**EXERCISE DIRECTIONS**
What do the lines from the one containing "Warehouse pick-planner input: mark the ribbed" through the end of the entries say? Quote them exactly, and only them.

Recorded data
****************

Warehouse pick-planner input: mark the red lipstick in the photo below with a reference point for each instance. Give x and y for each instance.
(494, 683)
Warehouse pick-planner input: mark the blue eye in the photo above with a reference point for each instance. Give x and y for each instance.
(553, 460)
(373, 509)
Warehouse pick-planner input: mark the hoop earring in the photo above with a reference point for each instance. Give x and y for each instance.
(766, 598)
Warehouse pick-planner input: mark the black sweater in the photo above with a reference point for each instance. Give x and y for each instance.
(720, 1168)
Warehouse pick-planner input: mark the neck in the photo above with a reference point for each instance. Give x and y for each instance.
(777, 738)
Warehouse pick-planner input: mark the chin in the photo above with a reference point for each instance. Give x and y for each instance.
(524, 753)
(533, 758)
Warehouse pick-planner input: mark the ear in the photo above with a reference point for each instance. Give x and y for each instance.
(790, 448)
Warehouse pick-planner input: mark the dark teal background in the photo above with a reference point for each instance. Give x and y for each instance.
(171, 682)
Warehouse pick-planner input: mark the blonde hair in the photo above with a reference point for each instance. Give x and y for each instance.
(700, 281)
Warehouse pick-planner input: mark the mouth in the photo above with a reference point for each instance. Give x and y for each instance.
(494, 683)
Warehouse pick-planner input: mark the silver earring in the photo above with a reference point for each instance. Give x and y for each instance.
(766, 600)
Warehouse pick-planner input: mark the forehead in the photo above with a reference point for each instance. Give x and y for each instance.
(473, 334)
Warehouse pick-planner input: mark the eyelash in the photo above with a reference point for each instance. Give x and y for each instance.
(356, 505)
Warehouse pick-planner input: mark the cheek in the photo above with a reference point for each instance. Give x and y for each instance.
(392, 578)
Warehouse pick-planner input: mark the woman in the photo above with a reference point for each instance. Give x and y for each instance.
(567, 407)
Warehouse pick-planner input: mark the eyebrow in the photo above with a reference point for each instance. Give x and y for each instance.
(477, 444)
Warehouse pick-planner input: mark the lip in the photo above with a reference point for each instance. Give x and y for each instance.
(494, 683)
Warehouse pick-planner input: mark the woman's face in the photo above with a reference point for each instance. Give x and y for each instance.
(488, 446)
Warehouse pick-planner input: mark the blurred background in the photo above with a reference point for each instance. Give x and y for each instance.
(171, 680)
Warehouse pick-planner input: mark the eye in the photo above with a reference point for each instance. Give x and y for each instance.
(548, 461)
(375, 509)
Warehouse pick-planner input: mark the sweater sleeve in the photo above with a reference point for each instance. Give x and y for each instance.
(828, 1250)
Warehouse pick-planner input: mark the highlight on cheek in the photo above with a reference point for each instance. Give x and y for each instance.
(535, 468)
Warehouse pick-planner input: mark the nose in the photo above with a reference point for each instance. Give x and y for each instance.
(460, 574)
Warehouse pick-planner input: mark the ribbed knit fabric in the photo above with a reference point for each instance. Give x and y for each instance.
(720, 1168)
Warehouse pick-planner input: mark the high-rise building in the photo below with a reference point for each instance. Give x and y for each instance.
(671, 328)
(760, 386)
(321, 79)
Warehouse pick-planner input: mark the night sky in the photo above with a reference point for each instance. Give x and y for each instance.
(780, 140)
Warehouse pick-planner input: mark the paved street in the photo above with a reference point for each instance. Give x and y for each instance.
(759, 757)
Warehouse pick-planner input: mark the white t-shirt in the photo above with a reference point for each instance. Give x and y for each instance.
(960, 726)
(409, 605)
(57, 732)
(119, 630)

****************

**THE REPLY**
Warehouse pick-planner input: mark the ribbed knit fabric in the photo above with a reference point for each instance. Give x and y for each instance.
(720, 1168)
Warehouse pick-planner input: mark the high-rise building in the photo below with a reference point for each instance. Give x and y for each instance.
(671, 328)
(760, 386)
(321, 79)
Warehouse pick-planner input: mark the night sky in the photo above with a reference point for each instance. Give x and y for each instance.
(780, 140)
Warehouse pick-planner input: mark the paved street in the photo above with a reference point for each instance. Give x and y for each instance.
(759, 757)
Warehouse pick-planner input: mark the white t-shirt in the photo above with a reference point for each instance. Give x and y for each instance.
(960, 726)
(409, 605)
(57, 732)
(119, 630)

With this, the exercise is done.